▶ **DATA RECORDS**:
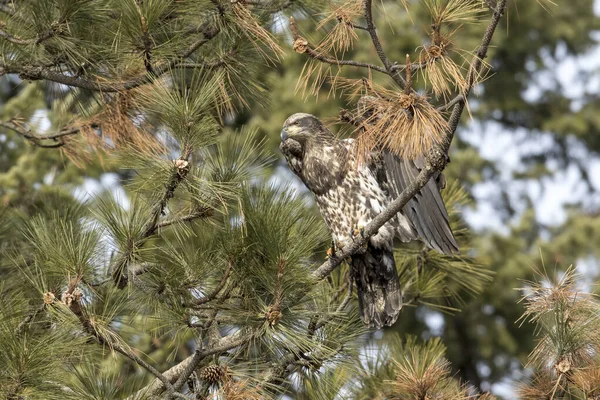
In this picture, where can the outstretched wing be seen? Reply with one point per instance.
(292, 150)
(426, 210)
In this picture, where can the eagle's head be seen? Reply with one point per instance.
(304, 128)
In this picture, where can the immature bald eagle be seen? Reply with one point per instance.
(350, 195)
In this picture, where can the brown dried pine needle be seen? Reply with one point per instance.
(541, 387)
(406, 124)
(460, 11)
(587, 380)
(253, 30)
(568, 322)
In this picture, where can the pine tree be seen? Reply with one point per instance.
(203, 279)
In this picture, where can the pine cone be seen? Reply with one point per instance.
(213, 373)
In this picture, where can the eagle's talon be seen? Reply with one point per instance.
(357, 231)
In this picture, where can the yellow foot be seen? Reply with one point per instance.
(357, 230)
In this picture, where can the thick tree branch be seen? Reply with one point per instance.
(234, 340)
(436, 160)
(118, 268)
(36, 138)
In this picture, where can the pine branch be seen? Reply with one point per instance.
(200, 213)
(212, 295)
(389, 67)
(6, 6)
(36, 72)
(232, 341)
(301, 45)
(36, 138)
(119, 267)
(72, 298)
(435, 161)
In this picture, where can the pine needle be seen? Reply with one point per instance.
(342, 36)
(255, 32)
(406, 124)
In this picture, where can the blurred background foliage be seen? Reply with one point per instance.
(526, 164)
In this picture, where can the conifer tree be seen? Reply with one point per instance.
(204, 280)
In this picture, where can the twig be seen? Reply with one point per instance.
(329, 60)
(389, 67)
(234, 340)
(36, 138)
(451, 103)
(301, 45)
(72, 299)
(435, 161)
(212, 295)
(200, 213)
(180, 171)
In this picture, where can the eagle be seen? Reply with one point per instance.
(350, 194)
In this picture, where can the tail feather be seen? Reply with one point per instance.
(378, 286)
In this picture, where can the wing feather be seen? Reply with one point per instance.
(426, 210)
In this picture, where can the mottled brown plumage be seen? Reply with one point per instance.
(350, 194)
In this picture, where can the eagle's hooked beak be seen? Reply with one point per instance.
(284, 134)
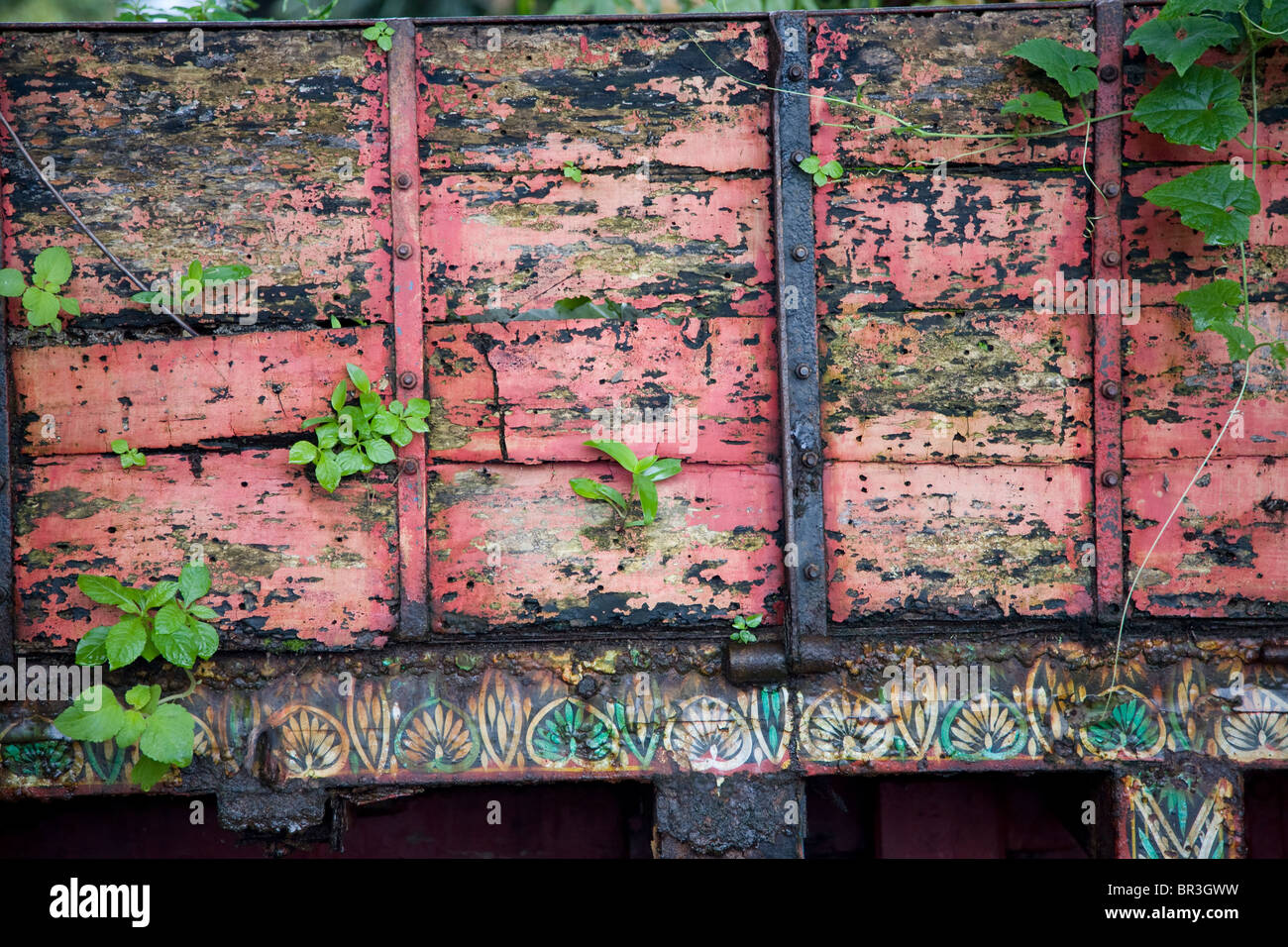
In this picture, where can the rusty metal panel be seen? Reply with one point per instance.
(532, 392)
(939, 541)
(290, 565)
(510, 545)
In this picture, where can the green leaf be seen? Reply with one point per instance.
(360, 377)
(1211, 200)
(1175, 9)
(1199, 108)
(132, 728)
(1183, 40)
(1037, 105)
(12, 282)
(648, 497)
(147, 772)
(619, 453)
(125, 641)
(170, 735)
(1073, 68)
(93, 725)
(91, 648)
(207, 639)
(1212, 302)
(193, 582)
(160, 592)
(53, 266)
(108, 591)
(174, 637)
(42, 307)
(327, 472)
(303, 453)
(378, 450)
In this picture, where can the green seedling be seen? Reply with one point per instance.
(822, 172)
(743, 624)
(179, 633)
(644, 474)
(129, 455)
(381, 34)
(352, 438)
(43, 299)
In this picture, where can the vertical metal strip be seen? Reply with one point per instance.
(1107, 352)
(408, 325)
(798, 334)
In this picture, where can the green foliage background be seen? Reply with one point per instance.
(63, 11)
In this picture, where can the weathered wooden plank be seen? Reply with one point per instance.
(261, 147)
(967, 543)
(529, 97)
(993, 385)
(700, 389)
(964, 244)
(159, 394)
(947, 73)
(1180, 388)
(513, 545)
(1166, 257)
(497, 245)
(291, 565)
(1227, 552)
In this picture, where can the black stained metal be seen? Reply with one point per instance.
(798, 335)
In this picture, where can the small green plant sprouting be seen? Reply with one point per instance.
(42, 299)
(129, 457)
(743, 624)
(822, 172)
(180, 633)
(644, 474)
(381, 34)
(359, 432)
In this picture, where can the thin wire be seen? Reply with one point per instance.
(89, 234)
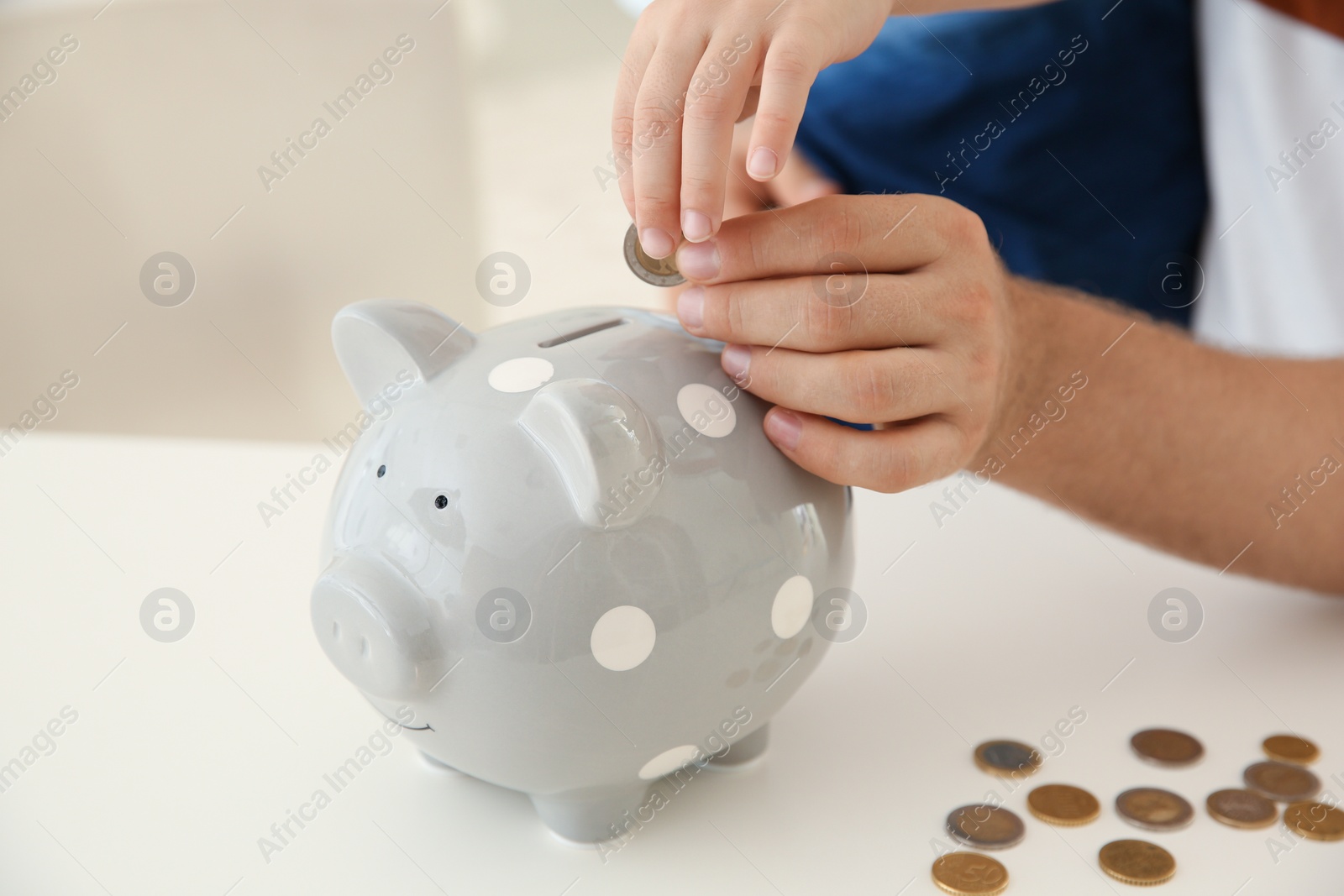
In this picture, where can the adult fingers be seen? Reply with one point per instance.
(890, 459)
(877, 311)
(833, 234)
(858, 385)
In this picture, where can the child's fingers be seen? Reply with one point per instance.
(712, 102)
(658, 145)
(790, 66)
(890, 459)
(622, 114)
(857, 385)
(800, 181)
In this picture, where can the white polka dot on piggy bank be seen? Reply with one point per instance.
(600, 463)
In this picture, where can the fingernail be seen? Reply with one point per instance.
(690, 308)
(763, 164)
(655, 242)
(698, 261)
(696, 226)
(784, 429)
(736, 362)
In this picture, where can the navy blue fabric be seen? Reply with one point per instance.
(1095, 172)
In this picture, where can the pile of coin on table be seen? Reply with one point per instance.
(1283, 779)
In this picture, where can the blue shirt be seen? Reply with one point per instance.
(1072, 129)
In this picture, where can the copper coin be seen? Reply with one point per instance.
(1290, 748)
(1137, 862)
(1281, 781)
(1007, 758)
(1167, 747)
(660, 271)
(985, 826)
(1315, 821)
(969, 875)
(1241, 809)
(1155, 809)
(1063, 805)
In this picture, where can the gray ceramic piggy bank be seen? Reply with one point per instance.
(571, 553)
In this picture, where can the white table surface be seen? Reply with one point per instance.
(995, 625)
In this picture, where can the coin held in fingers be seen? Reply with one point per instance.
(985, 826)
(660, 271)
(1167, 747)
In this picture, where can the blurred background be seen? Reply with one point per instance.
(155, 134)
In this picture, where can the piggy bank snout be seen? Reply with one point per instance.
(374, 627)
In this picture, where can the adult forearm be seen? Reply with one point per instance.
(1207, 454)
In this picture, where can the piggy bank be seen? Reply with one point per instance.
(564, 555)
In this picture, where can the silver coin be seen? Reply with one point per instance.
(660, 271)
(985, 826)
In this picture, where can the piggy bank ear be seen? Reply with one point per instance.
(378, 340)
(602, 446)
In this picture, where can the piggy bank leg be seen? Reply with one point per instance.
(591, 815)
(743, 754)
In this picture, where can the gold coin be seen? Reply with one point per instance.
(1063, 805)
(1315, 821)
(1155, 809)
(969, 875)
(1292, 748)
(985, 826)
(660, 271)
(1241, 809)
(1137, 862)
(1281, 781)
(1167, 747)
(1007, 758)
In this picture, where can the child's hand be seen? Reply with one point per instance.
(685, 80)
(871, 309)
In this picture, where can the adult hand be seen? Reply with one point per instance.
(799, 181)
(871, 309)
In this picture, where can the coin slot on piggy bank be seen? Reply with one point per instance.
(584, 566)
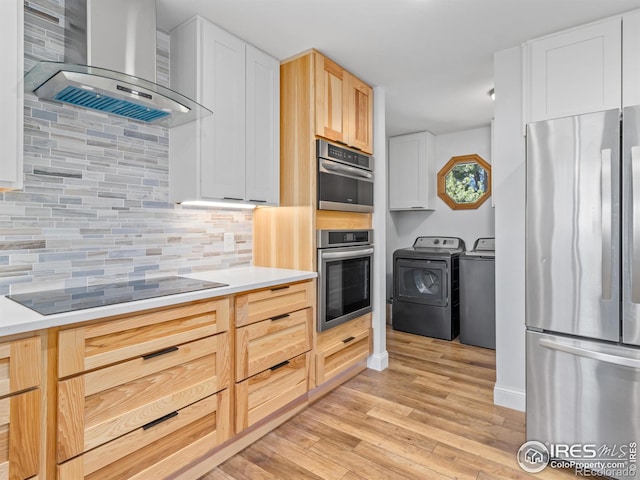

▶ **WHAT YOU WILL DO**: Exact copy, no pictures: please print the data above once more.

▶ **COMPLETED TASK**:
In this picture, where can the outstretched wing be seen? Reply with one point per instance.
(292, 150)
(426, 210)
In this picture, where can the eagle's head be seen? Reply with one point per instance.
(304, 128)
In this picture, where can the immature bald eagle be seen? Reply with one point per instance.
(350, 195)
In this picture, where can the brown dried pine needle be seen? Reply with one point per instance.
(541, 387)
(406, 124)
(460, 11)
(587, 380)
(253, 30)
(568, 322)
In this picture, where can the pine tree be seen? Reply with one point per instance.
(203, 279)
In this picture, where can the pine cone be seen? Reply with one point per instance.
(213, 373)
In this picture, where can the eagle's talon be seen? Reply with one point per instance.
(357, 231)
In this picture, where can the yellow foot be seen? Reply with one point per instance.
(357, 230)
In this picture, where can the thick tree branch be seen? Reply with one point per instance.
(234, 340)
(436, 160)
(118, 268)
(36, 138)
In this picture, where can the pine branch be seen? Reply with one point per instance.
(200, 213)
(212, 295)
(389, 67)
(6, 6)
(36, 72)
(232, 341)
(301, 45)
(36, 138)
(119, 267)
(72, 298)
(435, 161)
In this picture, where can the pine needle be seen? Reply with one point per instance.
(342, 36)
(255, 32)
(406, 124)
In this picture, where can the blurred background foliage be seen? Reply with one point per instance.
(526, 164)
In this picture, where can the conifer tree be seen? Reply with one point per instance.
(204, 280)
In this picture, where can the twig be seen? Reply with one point per instance.
(329, 60)
(389, 67)
(234, 340)
(36, 138)
(451, 103)
(301, 45)
(72, 299)
(435, 161)
(212, 295)
(200, 213)
(180, 171)
In this picture, where can the eagle be seen? Reply with one point per instance.
(350, 194)
In this picture, where can the tail feather be seen? Reply with one point per instance.
(378, 286)
In this picture, where can the wing feather be seen? Reply with one point per instance.
(426, 210)
In this picture, where can the mottled brown plumage be seen? Reply with one point per instance.
(350, 194)
In this picture, where can the eagle's hooked beak be seen? Reply with one point per instance.
(284, 134)
In this picture, where can the rusty metal panel be seen? Reply with one point per instance.
(532, 392)
(939, 541)
(290, 565)
(510, 545)
In this picture, where can the green leaf be seen? Reply with one point per instance.
(360, 377)
(1211, 200)
(1175, 9)
(1199, 108)
(132, 728)
(1183, 40)
(1037, 105)
(12, 282)
(648, 497)
(147, 772)
(619, 453)
(125, 641)
(170, 735)
(1073, 68)
(93, 725)
(91, 648)
(207, 639)
(1212, 302)
(193, 582)
(160, 592)
(53, 266)
(108, 591)
(174, 637)
(42, 307)
(327, 472)
(303, 453)
(378, 450)
In this picture, where can the green seedling be seen? Reply with one point per instance.
(822, 172)
(743, 624)
(179, 633)
(644, 474)
(129, 455)
(381, 34)
(352, 438)
(43, 299)
In this picture, where can the vertical metal strip be seen? Reply with one point per instance.
(1107, 352)
(408, 325)
(798, 334)
In this picture, where can the green foliage background be seen? Reply with one point per instance.
(63, 11)
In this picture, where can the weathered wooden plank be seen? Reply with one point per instance.
(261, 147)
(967, 543)
(529, 97)
(993, 385)
(700, 389)
(964, 244)
(159, 394)
(947, 73)
(1180, 388)
(513, 545)
(1166, 257)
(497, 245)
(291, 565)
(1227, 552)
In this picture, where can the black stained metal be seen? Reply with one point per instance.
(798, 335)
In this picture, where can the small green plant sprouting be seen? Reply with one point per instance.
(42, 299)
(129, 457)
(743, 624)
(822, 172)
(180, 633)
(644, 474)
(381, 34)
(359, 432)
In this picture, where can the thin wire be seen? Reply with one point per instance.
(89, 234)
In this picture, where can the adult fingers be seen? Reply with one point per instance.
(890, 459)
(877, 311)
(833, 234)
(858, 385)
In this picture, where can the child's fingers be seen? Reply with one point per instance.
(712, 102)
(658, 145)
(790, 66)
(890, 459)
(622, 114)
(857, 385)
(800, 181)
In this picture, where can the white polka dot on piggy bank be seen? Reply with one point per instance.
(600, 463)
In this picture, where can the fingernail be seen? Reply with one point per instance.
(690, 308)
(763, 164)
(655, 242)
(698, 261)
(696, 226)
(784, 429)
(736, 362)
In this picture, where can the navy blue fabric be seen? Reply with one point per instance.
(1095, 172)
In this picture, where can the pile of coin on table be seen? Reply with one point per instance.
(1283, 779)
In this picture, where can the blue shirt be seen? Reply with one point per instance.
(1072, 129)
In this picture, where can the copper coin be seen? Reply with one point per instance.
(1290, 748)
(1137, 862)
(1281, 781)
(1007, 758)
(1167, 747)
(660, 271)
(985, 826)
(1315, 821)
(969, 875)
(1241, 809)
(1155, 809)
(1063, 805)
In this picture, where can the gray ceramic piggy bank be seen? Reply with one point per instance.
(571, 553)
In this picture, where can the white table surface be seen? Reply with one point per instance.
(995, 625)
In this picture, where can the coin held in fingers be seen? Reply with one point per instance.
(985, 826)
(660, 271)
(1167, 747)
In this picture, where can the blurred background be seen? Reply with one point per instance.
(155, 134)
In this picture, where can the piggy bank snout be seen? Reply with one point per instance.
(374, 627)
In this picture, where can the adult forearm be seen? Reply with one point per instance.
(1207, 454)
In this picture, where can the piggy bank be seen? Reply with one point per instance.
(564, 555)
In this picture, where can the silver coin be seen? Reply with one point per instance.
(660, 271)
(985, 826)
In this picture, where can the piggy bank ear be seen? Reply with one point per instance.
(378, 340)
(602, 446)
In this picture, where can the piggy bank leg be seen? Reply with one point per instance.
(591, 815)
(743, 754)
In this picture, where can the gold coin be seen? Reply with one point per instance.
(1063, 805)
(1315, 821)
(1155, 809)
(969, 875)
(1292, 748)
(985, 826)
(660, 271)
(1241, 809)
(1137, 862)
(1281, 781)
(1167, 747)
(1007, 758)
In this picture, where can the child's hand be seen? Reply with one point per instance.
(685, 80)
(871, 309)
In this picture, where can the adult hand be seen? Reply with one point per instance.
(799, 181)
(871, 309)
In this picture, where can the coin slot on piggy bank be seen? Reply with one point per instance.
(584, 566)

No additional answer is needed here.